> TASK GOAL: Without the pictures, write the listing out again exactly as it appears.

[MATERIAL FOR THE TASK — start]

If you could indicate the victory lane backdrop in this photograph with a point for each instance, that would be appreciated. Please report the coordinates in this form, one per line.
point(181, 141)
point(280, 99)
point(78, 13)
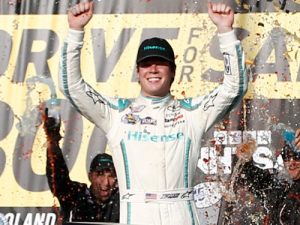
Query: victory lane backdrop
point(32, 33)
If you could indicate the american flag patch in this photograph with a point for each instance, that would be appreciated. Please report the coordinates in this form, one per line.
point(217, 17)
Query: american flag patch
point(151, 196)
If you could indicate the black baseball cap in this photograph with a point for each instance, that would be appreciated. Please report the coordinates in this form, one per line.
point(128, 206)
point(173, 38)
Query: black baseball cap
point(101, 162)
point(155, 47)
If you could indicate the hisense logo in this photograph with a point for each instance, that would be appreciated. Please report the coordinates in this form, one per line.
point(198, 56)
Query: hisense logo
point(140, 136)
point(151, 47)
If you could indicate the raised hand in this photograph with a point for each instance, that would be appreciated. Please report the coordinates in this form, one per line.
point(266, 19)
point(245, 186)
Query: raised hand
point(80, 14)
point(221, 15)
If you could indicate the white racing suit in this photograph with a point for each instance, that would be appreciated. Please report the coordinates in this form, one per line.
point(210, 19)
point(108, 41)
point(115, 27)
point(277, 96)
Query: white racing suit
point(155, 142)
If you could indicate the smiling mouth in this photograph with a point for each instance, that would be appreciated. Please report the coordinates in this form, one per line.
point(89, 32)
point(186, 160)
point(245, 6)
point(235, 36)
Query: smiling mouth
point(153, 79)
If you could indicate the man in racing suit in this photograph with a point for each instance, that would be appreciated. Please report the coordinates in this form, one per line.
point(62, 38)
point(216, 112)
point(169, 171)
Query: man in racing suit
point(155, 138)
point(78, 202)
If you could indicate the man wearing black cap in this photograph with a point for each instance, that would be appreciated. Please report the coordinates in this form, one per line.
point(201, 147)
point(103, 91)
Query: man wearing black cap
point(280, 197)
point(78, 202)
point(155, 139)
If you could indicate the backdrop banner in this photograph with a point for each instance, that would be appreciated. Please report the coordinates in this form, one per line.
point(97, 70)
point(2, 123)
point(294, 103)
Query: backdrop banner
point(32, 33)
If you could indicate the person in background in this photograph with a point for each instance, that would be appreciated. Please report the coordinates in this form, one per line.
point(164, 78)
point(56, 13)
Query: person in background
point(155, 138)
point(280, 197)
point(79, 203)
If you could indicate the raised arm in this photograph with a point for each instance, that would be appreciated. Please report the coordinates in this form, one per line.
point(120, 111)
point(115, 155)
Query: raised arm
point(79, 15)
point(221, 15)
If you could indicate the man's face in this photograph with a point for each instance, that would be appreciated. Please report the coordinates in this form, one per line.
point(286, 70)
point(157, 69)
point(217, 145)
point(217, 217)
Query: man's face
point(155, 77)
point(293, 168)
point(102, 184)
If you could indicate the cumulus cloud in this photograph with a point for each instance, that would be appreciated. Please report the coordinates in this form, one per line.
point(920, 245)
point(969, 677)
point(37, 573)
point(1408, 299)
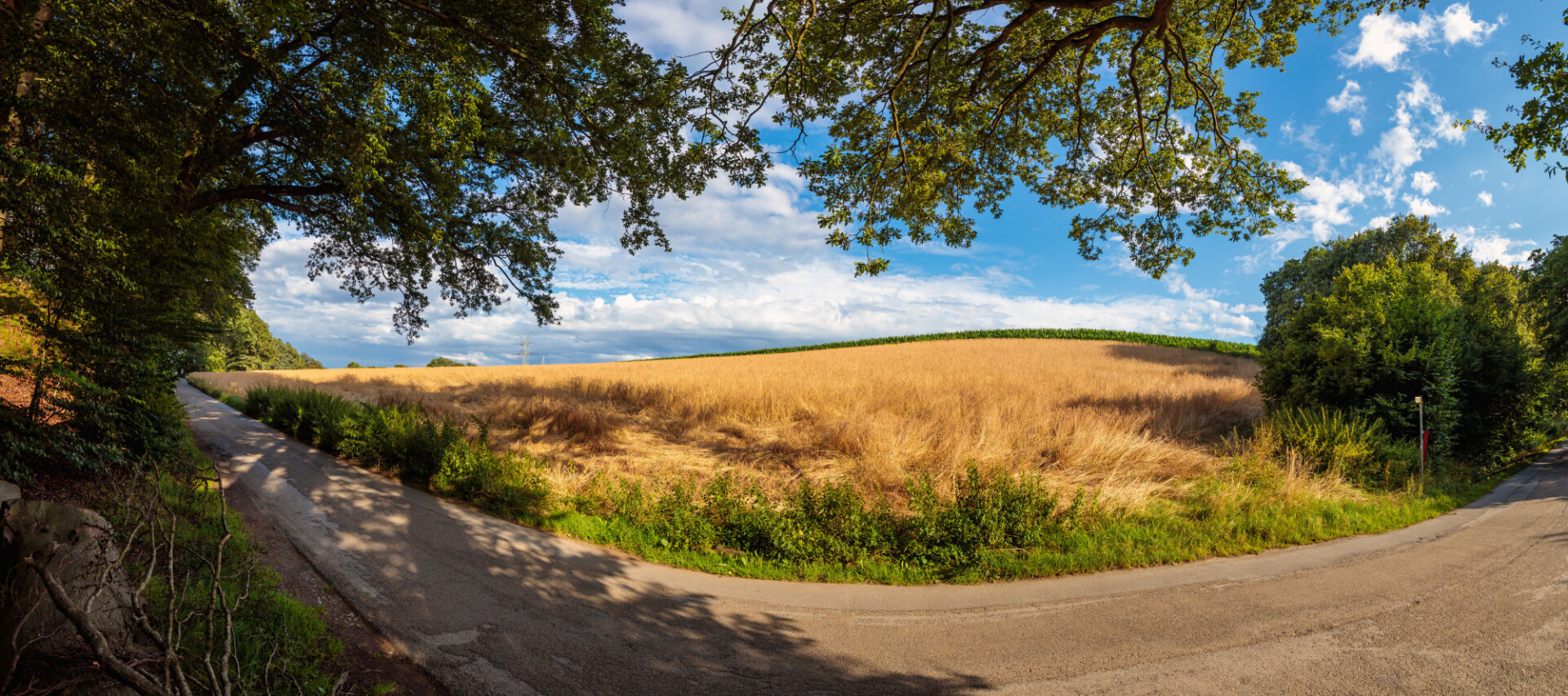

[MATERIAL FOR THE TASK — finish]

> SOLUTION TO THE PROBLEM:
If you could indicate the victory lane backdrop in this photograph with a point for each instance, that would be appreciated. Please report the coordinates in this form, one per line.
point(181, 141)
point(280, 99)
point(78, 13)
Query: victory lane backdrop
point(32, 33)
If you could indicate the american flag patch in this photograph with a point for each instance, that would be appreciated. Please report the coordinates in this form, one per line.
point(217, 17)
Query: american flag patch
point(151, 196)
If you could indicate the black baseball cap in this photograph with a point for each instance, that would be appreciated. Please report the coordinates in this form, one per line.
point(128, 206)
point(173, 38)
Query: black baseball cap
point(101, 162)
point(155, 47)
If you could indicate the hisense logo in this photograph with a point for each instance, that would be appreciated. Please report the coordinates in this form, one per line.
point(198, 56)
Query: hisense logo
point(140, 136)
point(151, 47)
If you could indicate the raised hand in this photograph with a point for each instance, that would be appreciated. Please report the coordinates in this form, one per line.
point(266, 19)
point(245, 186)
Query: raised hand
point(80, 14)
point(221, 15)
If you could indicate the white racing suit in this photograph with a point for each instance, that would be appreciated. Please report the coordinates in this form, one per line.
point(210, 19)
point(108, 41)
point(115, 27)
point(277, 96)
Query: white racing suit
point(155, 142)
If you could indicate the smiling mouth in this photograph with a point for each instance, that would be appreciated. Please report the coordinates in this form, one per line.
point(89, 32)
point(186, 160)
point(245, 6)
point(235, 36)
Query: smiling mouth
point(153, 79)
If you could indicate the man in racing suit in this photograph with a point for each instance, that would be appreciated. Please report the coordinates in this form, one per line.
point(62, 38)
point(216, 112)
point(169, 171)
Query: man in racing suit
point(155, 138)
point(78, 202)
If you could indicate the man wearing black cap in this photograph with a point for each instance, that would be appreciated. Please report the coordinates in this form, one per line.
point(201, 147)
point(103, 91)
Query: man wearing black cap
point(280, 197)
point(78, 202)
point(155, 139)
If you could indicate the backdrop banner in this photograph with a point for each instance, that would be appreciated. Please report the coordinates in this form, one per line.
point(97, 70)
point(2, 123)
point(294, 103)
Query: backdrop banner
point(32, 33)
If you could indicate the person in background in this photograph with a point for each instance, that would be appreciated. Please report the coordinates in this form, one per line.
point(164, 78)
point(56, 13)
Query: person in background
point(155, 138)
point(280, 197)
point(79, 203)
If you could indicate the raised arm in this photograph with a point for each instance, that would be appreciated. Please report the coordinates in this form, one per line.
point(120, 111)
point(115, 155)
Query: raised arm
point(79, 15)
point(221, 15)
If you could indicate the man's face in this photograph with a point for each instance, that would be appreciated. Please report the coordinates in this form, one per line.
point(286, 70)
point(157, 69)
point(217, 145)
point(217, 217)
Query: man's face
point(155, 77)
point(293, 168)
point(102, 184)
If you could indicate the cumulus cloud in this photograph with a point for each instance, that would be appreciated. Please report the coordinates in this form, one per line.
point(920, 245)
point(969, 677)
point(37, 573)
point(1408, 299)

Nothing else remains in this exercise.